The request: Copy out all the records, substituting "leafless tree" for "bare tree" and leaving everything else as it is.

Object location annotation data

'''

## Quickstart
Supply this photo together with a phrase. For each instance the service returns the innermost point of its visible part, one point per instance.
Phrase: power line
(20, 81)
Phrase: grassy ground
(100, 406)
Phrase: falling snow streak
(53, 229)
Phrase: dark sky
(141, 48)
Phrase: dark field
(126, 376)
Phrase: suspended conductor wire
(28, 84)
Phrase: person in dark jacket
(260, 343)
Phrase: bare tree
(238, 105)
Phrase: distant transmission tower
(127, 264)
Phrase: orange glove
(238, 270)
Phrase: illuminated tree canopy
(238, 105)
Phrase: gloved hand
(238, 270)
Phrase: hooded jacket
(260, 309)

'''

Right answer:
## Quickstart
Supply this photo together with a phrase. For each instance the service returns the innermost point of its visible part, one point per instance.
Phrase: power line
(20, 81)
Phrase: grassy ground
(100, 406)
Phrase: falling snow streak
(53, 229)
Phrase: dark sky
(141, 48)
Phrase: dark field
(126, 376)
Phrase: suspended conductor wire
(28, 84)
Phrase: person in dark jacket
(260, 343)
Phrase: leafless tree
(238, 105)
Phrase: distant transmission tower
(127, 264)
Phrase: orange glove
(238, 270)
Phrase: illuminated tree canopy
(238, 105)
Phrase: gloved hand
(238, 270)
Phrase: hooded jacket
(260, 309)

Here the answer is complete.